**ZADANIA DO WYKONANIA:**
(A) Przepisz część fragmentu dyskusji o Brass: Birmingham, która zaczyna się od słów „Abizaas pisze: 18” i kończy na „zdolność do planowania.”, zamieniając przy tym „szachach” na „warcabach”.
(B) Co według wypowiedzi Muleqa we fragmencie dyskusji o Brass: Birmingham sprawia, że każda gra jest inna?
(C) Dopisz dalszy ciąg fragmentu dyskusji o Brass: Birmingham, zaczynając od miejsca, w którym się kończy.

**FRAGMENT DOKUMENTU:**
Re: Brass: Birmingham (Gavan Brown, Matt Tolman, Martin Wallace)

Post autor: buhaj »

Abizaas pisze: 18 wrz 2022, 10:40
buhaj pisze: 18 wrz 2022, 10:16 Nie zgodzę się z Toba. To tak jakbyś powiedział, że szachy są powtarzalne. Oczywiście pewne początkowe zagrania są pwyarzalne ale potem gra środkowa pokazuje swoje piękno.
Drzewko decyzyjne w szachach jest w pełni oparte o ruchy przeciwnika. Różnica jest taka, że w Brassie walczymy z kartami, a dopiero potem przeciwnikami. Pozycje na planszy nigdy nie będą tak interesujące jak w szachach, bo nie możemy ich analizować z powodu losowych kart - nie wiemy co ma przeciwnik co ogranicza naszą zdolność do planowania.
Mnie karty generalnie w brassie nie przeszkadzają. Tylko przeciwnik. Myślę zresztą, że większość jego poczynań można przewidzieć patrząc na poprzednie ruchy. Zwłaszcza w Lancashire za dużo do wyboru nir ma. Wiadomo, że to nie szachy 1: 1;ale mają dużo wspólnego
Awatar użytkownika
Muleq
Posty: 659
Rejestracja: 13 cze 2018, 21:44
Lokalizacja: Kraków
Has thanked: 182 times
Been thanked: 179 times

Re: Brass: Birmingham (Gavan Brown, Matt Tolman, Martin Wallace)

Post autor: Muleq »

W zasadzie zgadzam się ze wszystkimi argumentami, zarówno tymi krytycznymi jak i pochlebnymi. Również nie do końca pasuje mi ilość punktów jakie można zdobyć za budowę połączeń ale zgadzam się, że w innym wypadku gra stałby się nudna i bez tych połączeń interakcja między graczami praktycznie przestałaby istnieć a każdy skoncentrowałby się tylko na budowie własnych przedsiębiorstw. Losowanie rynku kupców oraz kart miast powoduje, że jednak każda gra jest inna i nawet jeśli znamy już kluczowe miejsca na planszy to zwyczajnie karty, które dociągniemy mogą spowodować że nie będziemy mogli zrealizować założonego sobie wcześniej planu. Gra od planowania zdecydowanie bardziej w moim odczuciu promuje umiejętność elastycznego podejmowania decyzji i dopasowywania się do aktualnej sytuacji na planszy. To może powodować że osobom, które wolą gry euro oparte na budowie własnego silniczka Brass nie przypadnie do gustu.

**PREZENTOWANE DANE:**

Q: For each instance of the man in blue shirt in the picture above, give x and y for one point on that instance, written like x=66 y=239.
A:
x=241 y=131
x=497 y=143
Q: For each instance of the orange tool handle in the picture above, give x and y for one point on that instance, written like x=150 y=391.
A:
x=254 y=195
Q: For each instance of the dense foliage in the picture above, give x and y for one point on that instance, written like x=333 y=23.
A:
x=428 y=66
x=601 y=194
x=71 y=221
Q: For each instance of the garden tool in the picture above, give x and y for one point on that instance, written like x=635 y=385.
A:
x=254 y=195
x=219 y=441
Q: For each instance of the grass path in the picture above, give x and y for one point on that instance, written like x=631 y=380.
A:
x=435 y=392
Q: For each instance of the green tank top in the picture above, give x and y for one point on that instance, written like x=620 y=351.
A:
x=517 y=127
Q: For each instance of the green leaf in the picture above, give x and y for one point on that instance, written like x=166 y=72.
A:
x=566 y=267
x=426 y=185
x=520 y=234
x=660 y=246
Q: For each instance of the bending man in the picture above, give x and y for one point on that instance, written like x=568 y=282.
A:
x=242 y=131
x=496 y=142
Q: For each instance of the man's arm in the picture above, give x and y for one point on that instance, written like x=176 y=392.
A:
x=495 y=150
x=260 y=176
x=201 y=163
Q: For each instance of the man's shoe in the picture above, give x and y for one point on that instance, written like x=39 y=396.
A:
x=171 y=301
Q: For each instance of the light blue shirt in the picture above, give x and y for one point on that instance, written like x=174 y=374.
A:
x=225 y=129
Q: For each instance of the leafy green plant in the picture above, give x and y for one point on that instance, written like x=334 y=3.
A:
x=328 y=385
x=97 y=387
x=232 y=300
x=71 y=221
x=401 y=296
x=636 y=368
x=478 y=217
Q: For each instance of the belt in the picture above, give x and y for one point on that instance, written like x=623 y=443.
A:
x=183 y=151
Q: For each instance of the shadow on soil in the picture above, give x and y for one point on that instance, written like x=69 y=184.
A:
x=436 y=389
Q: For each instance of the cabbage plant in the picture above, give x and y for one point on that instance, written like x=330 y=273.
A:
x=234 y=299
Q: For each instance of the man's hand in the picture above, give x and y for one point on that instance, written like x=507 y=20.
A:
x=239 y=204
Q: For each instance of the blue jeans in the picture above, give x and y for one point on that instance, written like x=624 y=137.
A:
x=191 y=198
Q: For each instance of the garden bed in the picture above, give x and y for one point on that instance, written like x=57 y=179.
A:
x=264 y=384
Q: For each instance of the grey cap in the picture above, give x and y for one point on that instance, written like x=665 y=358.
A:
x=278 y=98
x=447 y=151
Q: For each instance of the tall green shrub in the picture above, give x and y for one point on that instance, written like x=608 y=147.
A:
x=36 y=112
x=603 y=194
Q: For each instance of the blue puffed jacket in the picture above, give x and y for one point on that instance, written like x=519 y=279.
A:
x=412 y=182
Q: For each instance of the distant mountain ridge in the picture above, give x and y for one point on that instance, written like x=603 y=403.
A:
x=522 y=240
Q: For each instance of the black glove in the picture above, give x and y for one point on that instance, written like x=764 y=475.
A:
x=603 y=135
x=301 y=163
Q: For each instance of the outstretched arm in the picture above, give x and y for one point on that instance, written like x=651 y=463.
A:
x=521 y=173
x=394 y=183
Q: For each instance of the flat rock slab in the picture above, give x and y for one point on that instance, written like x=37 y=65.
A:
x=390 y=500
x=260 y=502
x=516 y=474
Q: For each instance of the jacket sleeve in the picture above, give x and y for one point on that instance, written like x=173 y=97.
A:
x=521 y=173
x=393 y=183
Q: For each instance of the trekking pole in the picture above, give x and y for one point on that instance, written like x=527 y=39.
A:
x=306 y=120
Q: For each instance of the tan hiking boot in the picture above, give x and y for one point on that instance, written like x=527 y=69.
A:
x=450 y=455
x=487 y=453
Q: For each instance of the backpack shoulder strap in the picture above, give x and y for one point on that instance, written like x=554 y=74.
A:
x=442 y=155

**ODPOWIEDZI DO ZADAŃ:**
(A)
Abizaas pisze: 18 wrz 2022, 10:40
buhaj pisze: 18 wrz 2022, 10:16 Nie zgodzę się z Toba. To tak jakbyś powiedział, że szachy są powtarzalne. Oczywiście pewne początkowe zagrania są pwyarzalne ale potem gra środkowa pokazuje swoje piękno.
Drzewko decyzyjne w warcabach jest w pełni oparte o ruchy przeciwnika. Różnica jest taka, że w Brassie walczymy z kartami, a dopiero potem przeciwnikami. Pozycje na planszy nigdy nie będą tak interesujące jak w warcabach, bo nie możemy ich analizować z powodu losowych kart - nie wiemy co ma przeciwnik co ogranicza naszą zdolność do planowania.

(B) Losowanie rynku kupców oraz kart miast.

(C)
Awatar użytkownika
Abizaas
Posty: 1055
Rejestracja: 13 wrz 2020, 14:03
Lokalizacja: Poznań
Has thanked: 630 times
Been thanked: 776 times

Re: Brass: Birmingham (Gavan Brown, Matt Tolman, Martin Wallace)

Post autor: Abizaas »

buhaj pisze: 18 wrz 2022, 11:27 Mnie karty generalnie w brassie nie przeszkadzają. Tylko przeciwnik. Myślę zresztą, że większość jego poczynań można przewidzieć patrząc na poprzednie ruchy. Zwłaszcza w Lancashire za dużo do wyboru nir ma. Wiadomo, że to nie szachy 1: 1;ale mają dużo wspólnego
Jak widać, mamy delikatnie inne odczucia z gry ale przynajmniej zgadzamy się w tym, że to świetna gra :D

Kolekcja


ninety-percent of everything is crud
venomik
Posty: 617
Rejestracja: 30 kwie 2007, 20:20
Lokalizacja: Poznań
Has thanked: 286 times
Been thanked: 301 times

Re: Brass: Birmingham (Gavan Brown, Matt Tolman, Martin Wallace)

Post autor: venomik »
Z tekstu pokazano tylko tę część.